Vos tâches |
1. D'après le texte sur les élections canadiennes de 2011, quel parti est devenu l'opposition officielle ?
2. Écrivez la suite du texte sur les élections canadiennes de 2011, juste après sa dernière phrase.

Texte fourni |
↓

Sans contredit, les élections du 2 mai 2011 marquent un tournant dans l’histoire politique canadienne. Les conservateurs ont obtenu une victoire majoritaire et le Nouveau Parti démocratique est devenu l’opposition officielle. Tout indique que nous assistons à la fin du consensus libéral qui régnait sans partage depuis la défaite de John Diefenbaker en 1963.

Par consensus libéral, j’entends un fort parti pris pour l’intervention de l’État fédéral dans le secteur social, la relégation des questions morales à la sphère privée et une politique étrangère axée sur le multilatéralisme et les opérations de maintien de la paix.

Les causes profondes de ce retournement seront certainement scrutées à la loupe par les historiens de demain. Pour l’heure, explorons la piste de la polarisation idéologique.

La politique, on le sait, n’est pas qu’affaire d’idées. Le tempérament des chefs et leur type de leadership peuvent aussi jouer un rôle fondamental. Pour faire court, j’avancerais que, depuis les années 1960, les démocraties occidentales ont été exposées à deux types de leadership.

↑

Données extraites |
↓

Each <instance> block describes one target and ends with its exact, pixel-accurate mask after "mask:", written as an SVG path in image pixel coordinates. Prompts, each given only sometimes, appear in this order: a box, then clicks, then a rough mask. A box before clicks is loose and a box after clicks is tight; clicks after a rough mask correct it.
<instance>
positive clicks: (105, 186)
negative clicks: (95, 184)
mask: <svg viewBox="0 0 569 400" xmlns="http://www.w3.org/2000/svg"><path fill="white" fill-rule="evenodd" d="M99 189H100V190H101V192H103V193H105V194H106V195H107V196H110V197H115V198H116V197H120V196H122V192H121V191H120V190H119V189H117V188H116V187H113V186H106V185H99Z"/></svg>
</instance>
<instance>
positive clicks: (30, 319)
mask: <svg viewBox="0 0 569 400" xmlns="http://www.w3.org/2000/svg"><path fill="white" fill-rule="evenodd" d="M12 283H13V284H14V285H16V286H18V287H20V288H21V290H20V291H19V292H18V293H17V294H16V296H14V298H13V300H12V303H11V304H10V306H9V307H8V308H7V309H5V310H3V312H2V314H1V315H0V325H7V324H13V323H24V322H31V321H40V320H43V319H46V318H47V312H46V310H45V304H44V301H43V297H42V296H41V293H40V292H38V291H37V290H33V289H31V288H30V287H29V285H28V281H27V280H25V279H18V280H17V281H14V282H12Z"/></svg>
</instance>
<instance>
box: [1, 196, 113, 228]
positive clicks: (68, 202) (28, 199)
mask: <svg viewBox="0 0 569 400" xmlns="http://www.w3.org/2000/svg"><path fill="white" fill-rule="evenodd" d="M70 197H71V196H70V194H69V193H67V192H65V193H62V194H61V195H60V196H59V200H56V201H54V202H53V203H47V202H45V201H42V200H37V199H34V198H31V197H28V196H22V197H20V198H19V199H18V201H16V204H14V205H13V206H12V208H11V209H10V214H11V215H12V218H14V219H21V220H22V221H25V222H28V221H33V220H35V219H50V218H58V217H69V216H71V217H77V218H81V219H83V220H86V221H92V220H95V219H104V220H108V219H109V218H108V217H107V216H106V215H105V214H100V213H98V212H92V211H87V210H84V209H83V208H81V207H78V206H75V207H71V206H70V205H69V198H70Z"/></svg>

↑

Réponses par tâche |
1. Le Nouveau Parti démocratique.

2.
Le premier type de leadership en est un de rassemblement. Pour ce type de chef, la nation a les allures d’une grande famille qu’il s’agit avant tout d’unir pour affronter les défis de politiques intérieures ou pour contrecarrer les plans d’ennemis extérieurs. Ces leaders sont peu enclins à recourir aux registres idéologiques de la droite ou de la gauche, car ils visent le peuple dans son entier. Ils répugnent également à stigmatiser des groupes particuliers (par exemple les bourgeois, les immigrants, les assistés sociaux, les intellectuels, etc.) qui seraient à l’origine des malheurs du présent. Car à leurs yeux, le Mal n’a pas d’adresse spécifique, il est en chacun de nous, ou à l’extérieur de la nation.

Le rassembleur en appelle à notre sens du devoir, à notre engagement, à notre dévouement ; en un mot, à notre « patriotisme ». Pour être un rassembleur, il faut être optimiste par rapport à la nature humaine, croire que les gens ont en eux les ressources pour faire plus et mieux. Barack Obama est ce genre de leader ; Charles de Gaulle, René Lévesque et Brian Mulroney avaient également ce tempérament optimiste.

Le second type de leader préfère incarner, par ses idées et son programme, les colères sinon le ressentiment d’une partie de la population. Plutôt que de rassembler, il cherche à construire sa majorité sur un segment bien ciblé, un certain type d’électeur.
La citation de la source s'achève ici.